-- Start --
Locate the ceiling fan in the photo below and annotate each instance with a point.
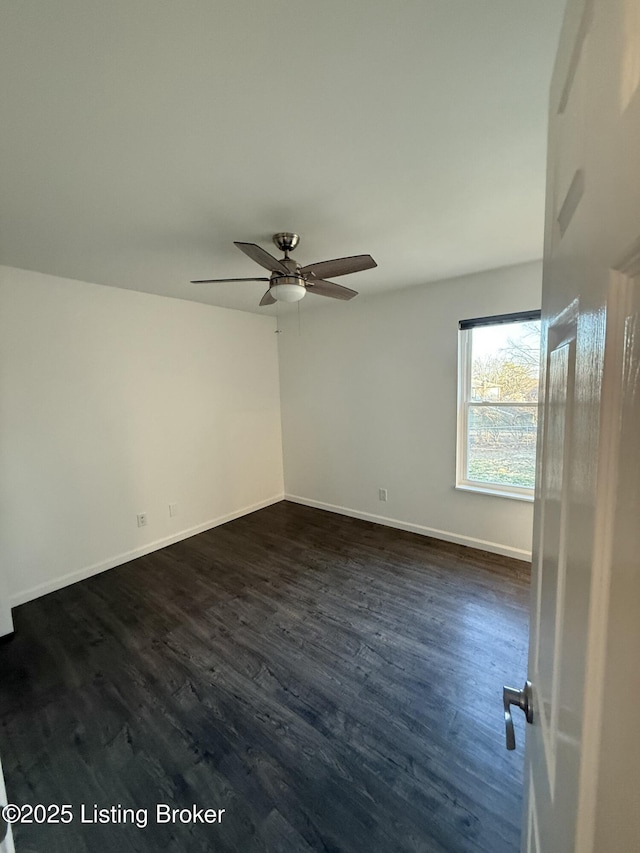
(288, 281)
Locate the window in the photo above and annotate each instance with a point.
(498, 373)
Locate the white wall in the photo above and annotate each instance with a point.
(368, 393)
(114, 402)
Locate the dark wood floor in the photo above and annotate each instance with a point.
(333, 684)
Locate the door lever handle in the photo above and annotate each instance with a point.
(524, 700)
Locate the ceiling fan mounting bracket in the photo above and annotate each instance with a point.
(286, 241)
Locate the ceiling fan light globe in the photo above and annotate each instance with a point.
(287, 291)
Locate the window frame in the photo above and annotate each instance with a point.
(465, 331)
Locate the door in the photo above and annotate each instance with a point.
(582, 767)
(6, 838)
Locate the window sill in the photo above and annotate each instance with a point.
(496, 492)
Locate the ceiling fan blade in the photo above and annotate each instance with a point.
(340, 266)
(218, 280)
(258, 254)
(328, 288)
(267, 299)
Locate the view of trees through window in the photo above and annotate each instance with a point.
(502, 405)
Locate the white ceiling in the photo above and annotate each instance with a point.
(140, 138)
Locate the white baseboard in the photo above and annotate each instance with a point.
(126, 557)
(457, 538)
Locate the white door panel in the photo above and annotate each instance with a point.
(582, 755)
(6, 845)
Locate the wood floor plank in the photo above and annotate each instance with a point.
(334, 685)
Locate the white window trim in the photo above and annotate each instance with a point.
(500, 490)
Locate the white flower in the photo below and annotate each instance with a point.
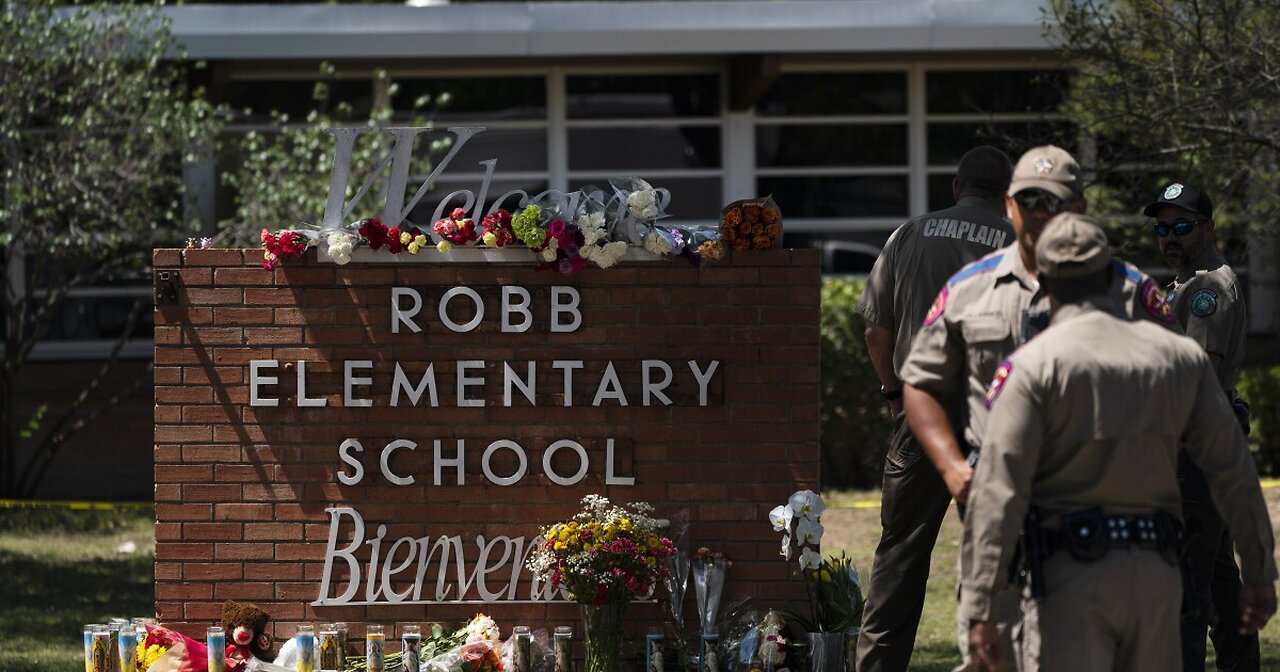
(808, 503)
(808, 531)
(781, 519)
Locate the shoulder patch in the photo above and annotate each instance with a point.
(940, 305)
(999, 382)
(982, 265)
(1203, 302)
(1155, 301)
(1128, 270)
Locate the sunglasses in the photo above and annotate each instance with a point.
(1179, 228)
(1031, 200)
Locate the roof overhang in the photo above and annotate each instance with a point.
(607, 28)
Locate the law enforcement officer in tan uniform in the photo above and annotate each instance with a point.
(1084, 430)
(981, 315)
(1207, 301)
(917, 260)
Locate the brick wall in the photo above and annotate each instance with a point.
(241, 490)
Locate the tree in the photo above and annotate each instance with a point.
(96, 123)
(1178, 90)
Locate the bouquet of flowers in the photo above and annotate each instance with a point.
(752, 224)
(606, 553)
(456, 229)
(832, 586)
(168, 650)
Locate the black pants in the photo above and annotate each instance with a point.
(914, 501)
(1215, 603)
-- End --
-- Start --
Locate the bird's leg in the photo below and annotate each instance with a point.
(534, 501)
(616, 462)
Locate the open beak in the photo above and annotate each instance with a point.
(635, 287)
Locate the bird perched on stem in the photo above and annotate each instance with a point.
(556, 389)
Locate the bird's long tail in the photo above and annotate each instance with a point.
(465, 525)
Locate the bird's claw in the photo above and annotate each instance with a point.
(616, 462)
-- End --
Echo the lines from the one with "Locate the white baseboard" up to and including the one with "(1031, 200)", and omit the pictures.

• EXERCISE RESULT:
Locate the white baseboard in the photo above and annotate each instance with a point.
(126, 557)
(457, 538)
Locate the white door panel in the photo above and annotate each instance with a point.
(582, 755)
(6, 845)
Locate the wood floor plank in the photo above and annotate each instance with a point.
(334, 685)
Locate the white window trim in the photo above and annotate each instance with a point.
(500, 490)
Locate the white flower in the photo below and annotate each instance with a point.
(808, 503)
(808, 531)
(781, 519)
Locate the shoulder patch in the photo above and annotate each instance with a point.
(940, 305)
(999, 382)
(982, 265)
(1203, 302)
(1155, 301)
(1128, 270)
Locate the sunglasses in the photo above and annotate each instance with a point.
(1179, 228)
(1031, 200)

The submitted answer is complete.